◆ Textausschnitt ◆
"""

Meister der fröhlichen Diversität
Zum 100. Geburtstag von Jean Françaix (1912-1997)
(2012)

Von Hans-Jürgen Schaal

In einem Jahrhundert, in dem Avantgarde-Kämpfe und Musik-Revolutionen an der Tagesordnung waren, musste Françaix' Naivität befremden. Nicht wenige Kritiker und Kollegen denunzierten seine lebenslustig strömende, rhythmusbetonte Musik als leichtfertig, unseriös und eklektisch. Doch der Komponist konnte damit leben. Er kokettierte sogar mit seiner fehlenden Ernsthaftigkeit und seinem Verzicht darauf, Innovatives, Bedeutendes und Letztgültiges schaffen zu wollen. Theorien und Ideologien in der Musik bedeuteten ihm wenig. Mit heiterer Ironie sprach er über seine so ganz anders gearteten „Zwölfton-‚Freunde’“. Nicht einmal das handwerkliche Rüstzeug, so behauptete er, habe er jemals richtig gelernt: „Meine Lehrerin, Nadia Boulanger, hat sich stets vergeblich bemüht, mir Harmonie und Kontrapunkt oder gar das Schreiben von Fugen beizubringen."

"""

◆ Bereitgestelltes Material ◆
"""

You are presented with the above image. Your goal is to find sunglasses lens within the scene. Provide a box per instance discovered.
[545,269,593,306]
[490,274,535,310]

"""

◆ Ziel ◆
Prüfe, ob diese drei Aussagen mit dem Textausschnitt übereinstimmen, und beantworte jede mit Ja oder Nein samt den entscheidenden Worten des Textes als wörtlichem Zitat.
1. Françaix wurde von Nadia Boulanger unterrichtet.
2. Theorien und Ideologien in der Musik waren Françaix sehr wichtig.
3. Die Kritiker waren sich einig, dass Françaix' Musik seriös sei.
Stütze dich ausschließlich auf den Textausschnitt.

◆ Antwort zur Aufgabe ◆
1. Ja: „Meine Lehrerin, Nadia Boulanger“
2. Nein: „Theorien und Ideologien in der Musik bedeuteten ihm wenig.“
3. Nein: „Nicht wenige Kritiker und Kollegen denunzierten seine lebenslustig strömende, rhythmusbetonte Musik als leichtfertig, unseriös und eklektisch.“